“‘I’m leaning short on the equity markets right now because I think the upside/downside just doesn’t make sense to me when I have so many…central banks telling me what they’re going to do…’”
That’s David Tepper, one of the top-performing hedge-fund managers of all time, offering up a simple proposition: When the Fed and other central banks say they’re going to keep raising rates and shrinking their balance sheets, you should believe them.
In a CNBC interview, Tepper, who bought the NFL’s Carolina Panthers in 2018, said investors don’t seem to be taking central bankers’ messages fully on board.
“When the Fed says they’re going to do something, I tend to believe them,” said Tepper, whose remarks are often described as market-moving. “The market says they’re not going to carry forward. I believed the Fed before and I believe them now.”

**USING THE INFORMATION**
(A) Answer these questions about the passage on David Tepper, based only on what it states:
(i) Which NFL team did Tepper buy, and in what year?
(ii) Where did Tepper make the remarks quoted in the passage?
(iii) According to Tepper, what does the market say the Fed is not going to do?
(B) Summarize the passage on David Tepper in two sentences.
(C) Write a continuation of the passage on David Tepper's comments about the Fed, starting after its final sentence.

**ENTRIES SUPPLIED**
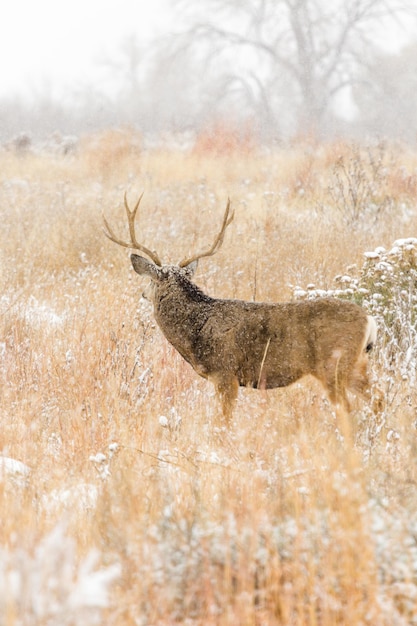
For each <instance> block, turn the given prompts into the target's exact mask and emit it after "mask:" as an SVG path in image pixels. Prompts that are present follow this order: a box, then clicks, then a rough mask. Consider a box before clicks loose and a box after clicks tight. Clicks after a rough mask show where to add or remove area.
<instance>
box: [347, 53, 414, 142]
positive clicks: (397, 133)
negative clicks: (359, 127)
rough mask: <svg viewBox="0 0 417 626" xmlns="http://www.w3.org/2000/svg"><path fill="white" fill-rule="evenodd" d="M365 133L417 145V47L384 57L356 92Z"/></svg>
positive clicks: (374, 59) (362, 74)
mask: <svg viewBox="0 0 417 626" xmlns="http://www.w3.org/2000/svg"><path fill="white" fill-rule="evenodd" d="M353 98H354V102H355V105H356V107H357V109H358V119H359V120H360V124H359V126H360V127H361V130H362V132H363V130H364V129H365V130H366V131H369V132H371V133H372V132H373V133H380V134H384V135H386V136H388V137H395V138H400V139H402V140H404V141H407V142H409V143H413V144H415V142H416V141H417V45H416V44H414V45H410V46H407V47H405V48H403V49H402V50H401V51H400V52H398V53H395V54H389V55H388V54H381V55H380V56H378V57H375V58H374V59H373V60H372V62H371V63H370V64H369V65H368V66H367V67H364V68H363V69H362V72H361V80H360V81H358V83H357V85H356V86H355V88H354V90H353Z"/></svg>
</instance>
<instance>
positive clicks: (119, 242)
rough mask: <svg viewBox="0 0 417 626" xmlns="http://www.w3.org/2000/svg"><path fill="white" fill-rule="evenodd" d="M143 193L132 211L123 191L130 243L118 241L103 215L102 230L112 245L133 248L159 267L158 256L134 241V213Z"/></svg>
mask: <svg viewBox="0 0 417 626" xmlns="http://www.w3.org/2000/svg"><path fill="white" fill-rule="evenodd" d="M143 193H144V192H142V193H141V195H140V196H139V199H138V201H137V202H136V204H135V206H134V208H133V209H130V208H129V204H128V202H127V192H126V191H125V194H124V205H125V210H126V215H127V221H128V225H129V234H130V241H123V239H119V237H117V236H116V235H115V234H114V231H113V230H112V228H111V227H110V224H109V223H108V221H107V219H106V217H105V216H104V214H103V221H104V226H105V228H104V229H103V230H104V234H105V235H106V237H108V238H109V239H110V240H111V241H114V243H117V244H118V245H119V246H123V247H124V248H133V249H134V250H139V251H140V252H143V253H144V254H146V255H147V256H148V257H149V258H150V259H151V260H152V261H153V262H154V263H155V265H159V266H161V265H162V263H161V261H160V259H159V257H158V255H157V254H156V252H153V251H152V250H150V249H149V248H147V247H146V246H144V245H143V244H141V243H139V242H138V241H137V239H136V232H135V218H136V213H137V211H138V208H139V205H140V201H141V200H142V196H143Z"/></svg>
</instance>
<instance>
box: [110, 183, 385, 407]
mask: <svg viewBox="0 0 417 626" xmlns="http://www.w3.org/2000/svg"><path fill="white" fill-rule="evenodd" d="M141 198H142V196H140V198H139V200H138V201H137V203H136V205H135V207H134V208H133V209H132V210H131V209H130V208H129V206H128V202H127V198H126V194H125V198H124V204H125V209H126V215H127V219H128V225H129V233H130V240H128V241H125V240H122V239H119V238H118V237H117V236H116V235H115V234H114V232H113V230H112V229H111V228H110V226H109V224H108V222H107V220H106V219H105V218H104V225H105V231H104V232H105V234H106V236H107V237H108V238H109V239H111V241H114V242H115V243H117V244H118V245H121V246H123V247H125V248H132V249H134V250H138V251H139V252H142V253H143V254H144V255H145V256H142V255H137V254H132V255H131V261H132V265H133V267H134V269H135V271H136V272H137V273H138V274H141V275H145V276H148V277H149V278H150V279H151V286H152V290H151V294H150V299H151V301H152V303H153V308H154V316H155V319H156V322H157V323H158V325H159V327H160V328H161V330H162V332H163V333H164V335H165V337H166V338H167V339H168V341H169V342H170V343H171V344H172V345H173V346H174V347H175V348H176V350H177V351H178V352H179V353H180V354H181V355H182V356H183V358H184V359H185V360H186V361H188V362H189V363H190V364H191V365H192V367H193V368H194V370H195V371H196V372H197V373H198V374H199V375H200V376H203V377H205V378H207V379H209V380H211V381H212V382H213V384H214V385H215V388H216V390H217V392H218V394H219V396H220V398H221V401H222V408H223V413H224V415H225V416H226V417H229V416H230V415H231V412H232V406H233V403H234V400H235V399H236V397H237V391H238V387H239V386H249V387H254V388H257V389H259V388H263V389H270V388H273V387H286V386H287V385H289V384H291V383H293V382H295V381H296V380H298V379H299V378H301V377H303V376H305V375H308V374H310V375H312V376H314V377H316V378H317V379H318V380H319V381H320V382H321V383H322V385H323V387H324V388H325V389H326V391H327V394H328V396H329V398H330V400H331V401H332V402H333V403H335V404H339V405H341V406H342V407H344V408H345V409H349V401H348V398H347V395H346V392H347V391H348V390H356V391H358V392H359V393H361V394H363V395H366V393H367V390H368V376H367V361H368V353H369V351H370V349H371V347H372V345H373V343H374V342H375V337H376V324H375V320H374V319H373V318H372V317H371V316H369V315H367V314H366V312H365V311H364V310H363V309H362V308H361V307H359V306H357V305H356V304H353V303H351V302H347V301H341V300H337V299H335V298H322V299H318V300H313V301H306V302H284V303H262V302H246V301H243V300H227V299H217V298H212V297H210V296H208V295H206V294H205V293H203V292H202V291H201V290H200V289H199V288H198V287H197V286H196V285H195V284H194V283H193V282H191V280H190V279H191V277H192V275H193V273H194V271H195V269H196V267H197V263H198V261H199V259H201V258H204V257H209V256H212V255H213V254H215V253H216V252H217V251H218V250H219V248H220V246H221V245H222V243H223V240H224V235H225V232H226V228H227V227H228V226H229V224H230V223H231V221H232V219H233V212H231V210H230V201H228V202H227V206H226V210H225V213H224V216H223V221H222V224H221V228H220V230H219V232H218V234H217V235H216V237H215V239H214V241H213V243H212V245H211V246H210V247H209V248H207V249H206V250H203V251H202V252H198V253H197V254H194V255H192V256H191V257H188V258H185V259H183V260H182V261H181V262H180V263H178V264H177V265H163V264H162V263H161V261H160V257H159V256H158V255H157V253H156V252H154V251H152V250H150V249H149V248H147V247H145V246H144V245H143V244H141V243H139V242H138V240H137V238H136V234H135V217H136V213H137V211H138V208H139V204H140V200H141ZM146 257H147V258H146Z"/></svg>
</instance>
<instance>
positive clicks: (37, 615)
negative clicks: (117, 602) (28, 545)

**RESPONSES PER TASK**
(A)
(i) The Carolina Panthers, in 2018.
(ii) In a CNBC interview.
(iii) The market says the Fed is not going to carry forward.

(B) David Tepper, one of the top-performing hedge-fund managers of all time, said he is leaning short on equity markets because the upside and downside do not make sense to him when central banks are saying what they will do. In a CNBC interview, he argued that investors are not fully taking central bankers' messages on board, and he stressed that he believes the Fed when it says it will keep raising rates and shrinking its balance sheet.

(C)
Fed Chair Jerome Powell was clear on Dec. 15 when he indicated rates would peak above 5%, Tepper said, but he noted that the central banker’s “teddy bear” demeanor may have blunted the message. The same message was delivered in a more forceful fashion the next day by European Central Bank President Christine Lagarde, who warned that the central bank was likely to deliver another half-point rate hike at its next meeting and perhaps at the two meetings after that as well, Tepper said.
“She grizzlied on me,” Tepper said.
Stocks were lower Thursday, giving back all of the previous session’s big gains and them some. The Dow Jones Industrial Average
fell around 660 points, or 2%, while the S&P 500
dropped 2.5% and the Nasdaq
slid more than 3%.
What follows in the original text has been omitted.